YOUR OBJECTIVE = Restate exactly the lines below, from the one containing "Exercise. Locate the tan" through the final line, and leave out the pictures.

## Begin

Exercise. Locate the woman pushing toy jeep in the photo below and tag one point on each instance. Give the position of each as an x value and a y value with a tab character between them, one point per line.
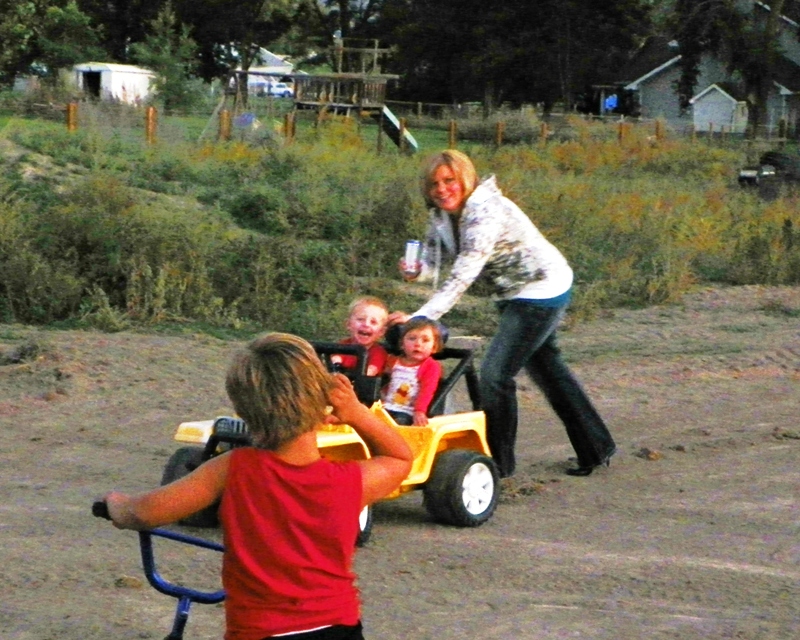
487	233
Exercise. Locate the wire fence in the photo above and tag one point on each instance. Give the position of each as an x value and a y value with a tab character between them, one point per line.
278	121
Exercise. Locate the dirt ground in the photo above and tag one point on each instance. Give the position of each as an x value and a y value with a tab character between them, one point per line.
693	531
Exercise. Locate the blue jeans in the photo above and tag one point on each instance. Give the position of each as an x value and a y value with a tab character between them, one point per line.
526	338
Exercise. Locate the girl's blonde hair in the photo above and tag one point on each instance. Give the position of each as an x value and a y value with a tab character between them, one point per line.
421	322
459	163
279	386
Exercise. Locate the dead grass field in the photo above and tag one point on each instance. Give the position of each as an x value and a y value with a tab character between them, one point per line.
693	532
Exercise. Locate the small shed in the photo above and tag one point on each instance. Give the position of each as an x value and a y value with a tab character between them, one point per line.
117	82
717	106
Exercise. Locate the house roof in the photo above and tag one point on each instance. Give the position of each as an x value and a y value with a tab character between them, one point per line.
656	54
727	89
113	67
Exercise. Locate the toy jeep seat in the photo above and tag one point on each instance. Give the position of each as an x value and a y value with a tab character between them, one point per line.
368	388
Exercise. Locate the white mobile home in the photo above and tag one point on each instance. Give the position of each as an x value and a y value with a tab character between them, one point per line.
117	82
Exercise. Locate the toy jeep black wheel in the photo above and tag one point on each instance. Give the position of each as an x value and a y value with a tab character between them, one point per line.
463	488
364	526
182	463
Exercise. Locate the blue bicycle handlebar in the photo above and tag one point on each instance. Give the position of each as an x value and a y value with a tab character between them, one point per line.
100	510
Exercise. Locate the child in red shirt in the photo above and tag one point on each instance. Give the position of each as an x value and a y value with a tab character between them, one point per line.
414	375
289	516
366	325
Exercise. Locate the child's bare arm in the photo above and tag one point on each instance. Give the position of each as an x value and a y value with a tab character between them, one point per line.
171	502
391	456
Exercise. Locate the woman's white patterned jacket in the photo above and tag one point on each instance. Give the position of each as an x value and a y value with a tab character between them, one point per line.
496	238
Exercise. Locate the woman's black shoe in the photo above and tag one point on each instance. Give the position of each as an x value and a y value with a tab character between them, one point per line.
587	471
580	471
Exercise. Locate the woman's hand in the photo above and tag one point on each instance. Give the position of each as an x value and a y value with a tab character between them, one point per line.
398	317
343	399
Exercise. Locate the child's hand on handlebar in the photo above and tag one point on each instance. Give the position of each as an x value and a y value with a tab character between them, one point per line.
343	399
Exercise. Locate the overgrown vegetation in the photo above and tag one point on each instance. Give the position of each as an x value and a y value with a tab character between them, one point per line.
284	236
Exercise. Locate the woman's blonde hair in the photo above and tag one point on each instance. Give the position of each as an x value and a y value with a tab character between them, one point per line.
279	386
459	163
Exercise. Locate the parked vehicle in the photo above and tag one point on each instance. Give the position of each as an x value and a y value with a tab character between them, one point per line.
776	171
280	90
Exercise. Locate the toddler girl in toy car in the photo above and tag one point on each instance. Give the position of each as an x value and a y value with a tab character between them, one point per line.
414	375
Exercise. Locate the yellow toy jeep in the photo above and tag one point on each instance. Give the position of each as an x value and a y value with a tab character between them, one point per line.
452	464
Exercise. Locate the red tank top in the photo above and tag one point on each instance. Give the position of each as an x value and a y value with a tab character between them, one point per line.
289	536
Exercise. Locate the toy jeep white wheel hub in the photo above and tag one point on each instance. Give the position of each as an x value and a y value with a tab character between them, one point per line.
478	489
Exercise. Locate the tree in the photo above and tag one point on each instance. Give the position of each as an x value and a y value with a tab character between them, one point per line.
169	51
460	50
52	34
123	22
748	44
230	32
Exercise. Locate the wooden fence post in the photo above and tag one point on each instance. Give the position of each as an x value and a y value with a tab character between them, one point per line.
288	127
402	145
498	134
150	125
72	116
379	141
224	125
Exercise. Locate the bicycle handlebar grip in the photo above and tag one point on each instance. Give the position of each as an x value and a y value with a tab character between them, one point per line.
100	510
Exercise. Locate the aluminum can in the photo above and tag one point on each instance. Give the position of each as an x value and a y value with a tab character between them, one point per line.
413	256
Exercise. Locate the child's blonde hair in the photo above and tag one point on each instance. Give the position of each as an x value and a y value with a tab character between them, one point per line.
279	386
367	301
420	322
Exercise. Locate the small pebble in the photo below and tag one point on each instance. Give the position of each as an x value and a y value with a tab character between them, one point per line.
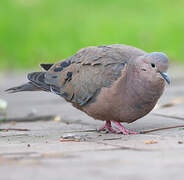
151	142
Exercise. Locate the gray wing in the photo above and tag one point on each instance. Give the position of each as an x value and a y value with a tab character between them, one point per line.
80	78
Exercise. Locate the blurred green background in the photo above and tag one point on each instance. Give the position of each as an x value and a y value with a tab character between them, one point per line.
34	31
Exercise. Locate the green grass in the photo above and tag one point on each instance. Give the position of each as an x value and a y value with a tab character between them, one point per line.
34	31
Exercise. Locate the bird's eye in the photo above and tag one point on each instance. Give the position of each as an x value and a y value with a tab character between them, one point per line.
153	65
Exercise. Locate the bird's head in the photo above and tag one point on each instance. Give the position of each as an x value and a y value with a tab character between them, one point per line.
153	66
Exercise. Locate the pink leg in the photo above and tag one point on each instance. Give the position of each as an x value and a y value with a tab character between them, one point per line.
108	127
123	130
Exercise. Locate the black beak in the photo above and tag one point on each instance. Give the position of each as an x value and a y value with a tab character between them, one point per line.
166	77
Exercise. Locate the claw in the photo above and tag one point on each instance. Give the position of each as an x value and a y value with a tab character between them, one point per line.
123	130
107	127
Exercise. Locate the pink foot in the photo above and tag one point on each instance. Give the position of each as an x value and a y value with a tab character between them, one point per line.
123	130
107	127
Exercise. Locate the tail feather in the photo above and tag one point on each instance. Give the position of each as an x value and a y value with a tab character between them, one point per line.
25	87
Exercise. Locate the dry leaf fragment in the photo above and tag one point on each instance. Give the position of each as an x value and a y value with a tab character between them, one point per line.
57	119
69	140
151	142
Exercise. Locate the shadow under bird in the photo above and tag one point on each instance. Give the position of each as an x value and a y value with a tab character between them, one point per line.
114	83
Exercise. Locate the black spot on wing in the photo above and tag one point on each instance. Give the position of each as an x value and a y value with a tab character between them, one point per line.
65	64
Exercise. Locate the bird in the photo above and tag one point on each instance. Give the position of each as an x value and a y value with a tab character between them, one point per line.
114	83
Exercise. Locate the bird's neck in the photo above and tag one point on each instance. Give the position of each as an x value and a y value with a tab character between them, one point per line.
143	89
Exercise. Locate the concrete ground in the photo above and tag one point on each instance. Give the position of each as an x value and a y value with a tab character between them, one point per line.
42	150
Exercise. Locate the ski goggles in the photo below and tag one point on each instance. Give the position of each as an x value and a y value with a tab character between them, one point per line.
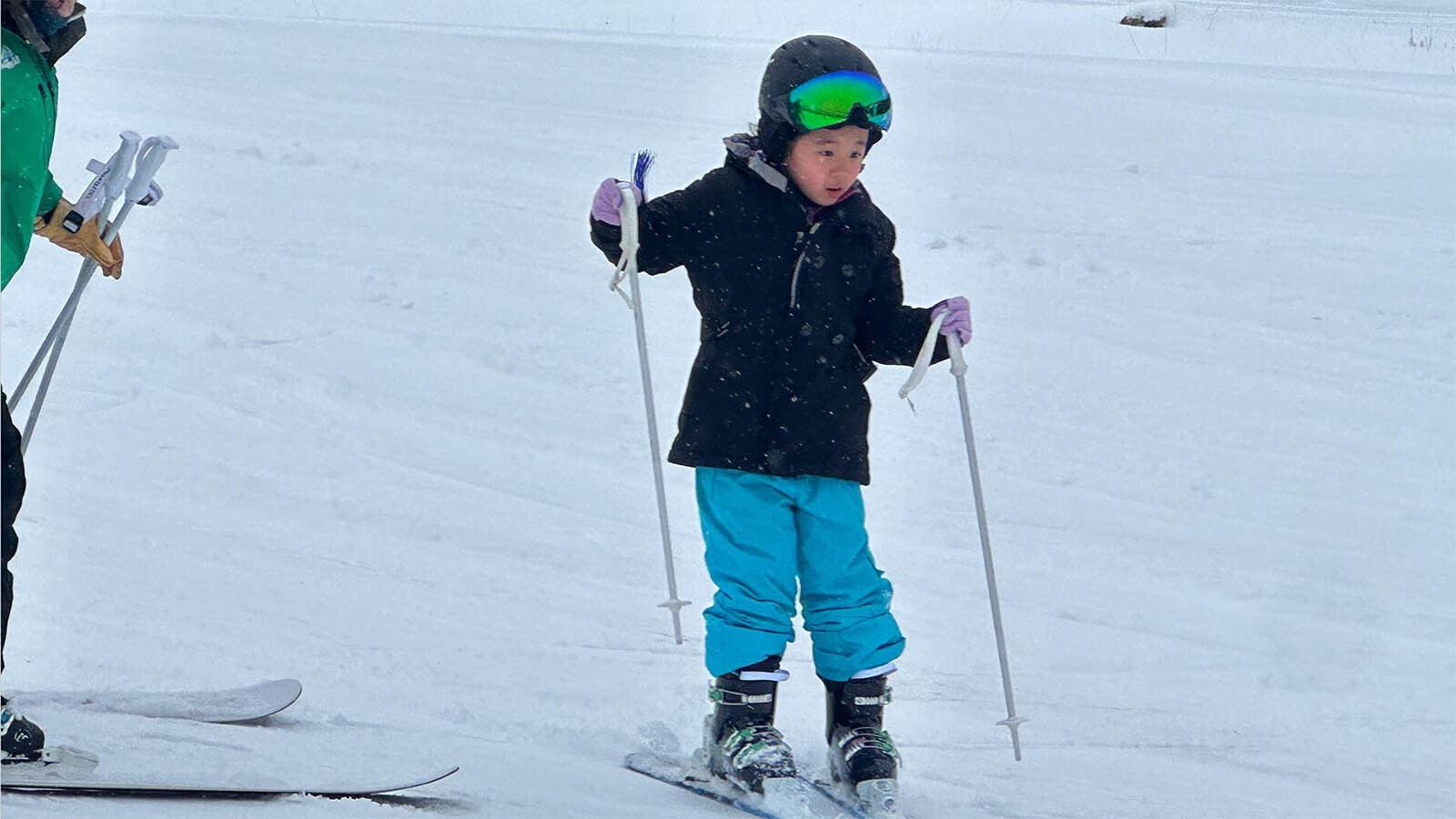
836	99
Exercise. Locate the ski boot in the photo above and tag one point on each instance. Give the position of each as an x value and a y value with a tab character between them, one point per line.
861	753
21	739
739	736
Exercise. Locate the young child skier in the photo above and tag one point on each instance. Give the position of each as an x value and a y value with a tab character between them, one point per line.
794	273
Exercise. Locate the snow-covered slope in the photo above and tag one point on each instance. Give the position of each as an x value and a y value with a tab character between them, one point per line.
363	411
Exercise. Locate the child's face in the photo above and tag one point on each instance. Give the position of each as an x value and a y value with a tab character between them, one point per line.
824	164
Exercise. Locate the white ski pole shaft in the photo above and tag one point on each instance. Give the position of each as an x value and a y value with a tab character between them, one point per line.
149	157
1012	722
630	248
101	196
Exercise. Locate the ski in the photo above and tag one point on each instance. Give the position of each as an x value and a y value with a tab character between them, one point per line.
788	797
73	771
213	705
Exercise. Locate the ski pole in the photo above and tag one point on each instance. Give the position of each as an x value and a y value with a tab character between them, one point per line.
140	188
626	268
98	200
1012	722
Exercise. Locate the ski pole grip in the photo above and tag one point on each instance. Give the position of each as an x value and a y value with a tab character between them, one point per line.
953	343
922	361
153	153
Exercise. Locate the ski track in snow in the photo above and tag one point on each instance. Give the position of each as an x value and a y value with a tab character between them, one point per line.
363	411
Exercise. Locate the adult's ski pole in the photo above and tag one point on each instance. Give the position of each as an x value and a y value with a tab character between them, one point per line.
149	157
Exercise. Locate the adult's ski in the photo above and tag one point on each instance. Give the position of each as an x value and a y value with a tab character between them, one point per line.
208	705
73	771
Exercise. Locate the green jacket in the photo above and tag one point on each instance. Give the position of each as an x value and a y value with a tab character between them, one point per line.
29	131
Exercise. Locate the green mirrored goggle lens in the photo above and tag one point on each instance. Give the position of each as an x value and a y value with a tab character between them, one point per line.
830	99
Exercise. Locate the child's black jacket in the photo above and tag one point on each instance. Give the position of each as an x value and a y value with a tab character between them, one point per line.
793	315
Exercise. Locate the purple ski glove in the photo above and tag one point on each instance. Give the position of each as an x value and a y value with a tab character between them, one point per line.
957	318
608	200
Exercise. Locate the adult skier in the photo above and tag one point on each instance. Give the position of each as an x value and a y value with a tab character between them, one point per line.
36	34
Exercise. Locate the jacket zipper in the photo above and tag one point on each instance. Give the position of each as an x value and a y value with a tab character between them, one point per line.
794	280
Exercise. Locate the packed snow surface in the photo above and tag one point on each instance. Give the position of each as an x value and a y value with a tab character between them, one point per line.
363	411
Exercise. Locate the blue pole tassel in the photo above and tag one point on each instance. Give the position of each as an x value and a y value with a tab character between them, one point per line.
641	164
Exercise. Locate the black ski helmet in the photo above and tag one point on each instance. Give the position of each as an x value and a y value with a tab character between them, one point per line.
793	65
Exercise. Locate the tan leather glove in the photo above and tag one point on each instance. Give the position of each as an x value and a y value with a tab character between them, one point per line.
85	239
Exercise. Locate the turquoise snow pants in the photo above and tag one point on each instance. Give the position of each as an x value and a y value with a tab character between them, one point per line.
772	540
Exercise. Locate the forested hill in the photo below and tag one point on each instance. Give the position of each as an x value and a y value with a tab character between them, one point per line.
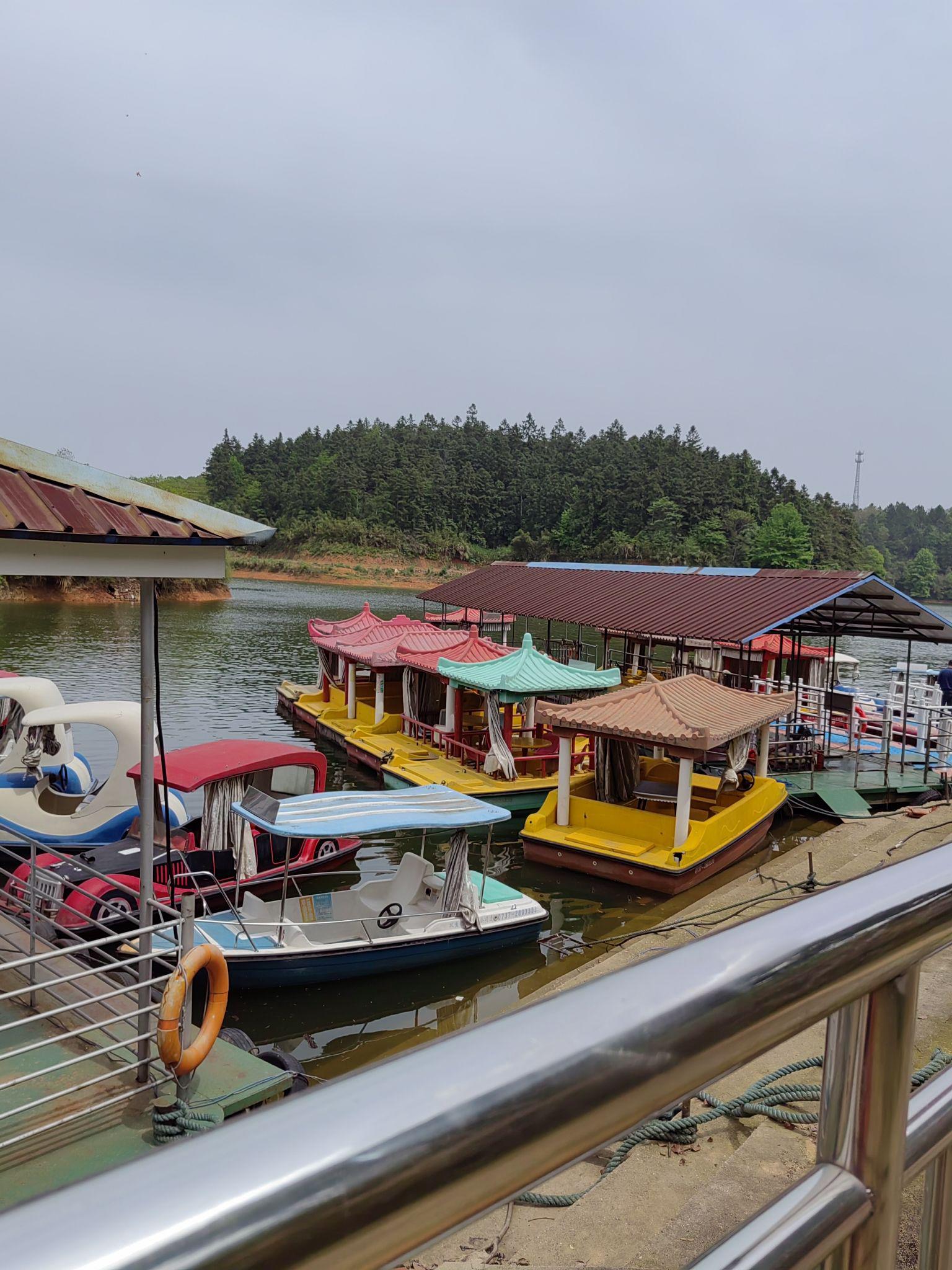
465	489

## End

EXERCISE RESULT =
Exercise. Locate the tan leather glove in the photo above and tag one point on each instance. Give the position of each as an x value and a y value with a tab character between them, one point per line.
85	239
Exercise. Locate the turquoise snow pants in the photo above and tag one point on each instance. Give the position of each as an x value and a y value with a tab character between them, one point per line.
772	540
Exercise. Locate the forested hill in the photo below and tag one point on each instance. Give the position of each as an x value and a y value with a tab character between them, one point per line.
465	489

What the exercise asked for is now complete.